Excerpted records ::
+===+

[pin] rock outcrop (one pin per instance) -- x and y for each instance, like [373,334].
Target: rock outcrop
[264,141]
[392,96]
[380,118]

+===+

Problem requirements :: Rescale the items: write out every line again, requests included, but multiply each x and y coordinate in the answers by 0.7 and round to whole numbers, halves up. Leave the numbers in the requests, including the sample format, unchanged.

Result ::
[pin] rock outcrop (one pin per instance) -- x and y for each instance, like [373,334].
Target: rock outcrop
[185,99]
[274,67]
[266,83]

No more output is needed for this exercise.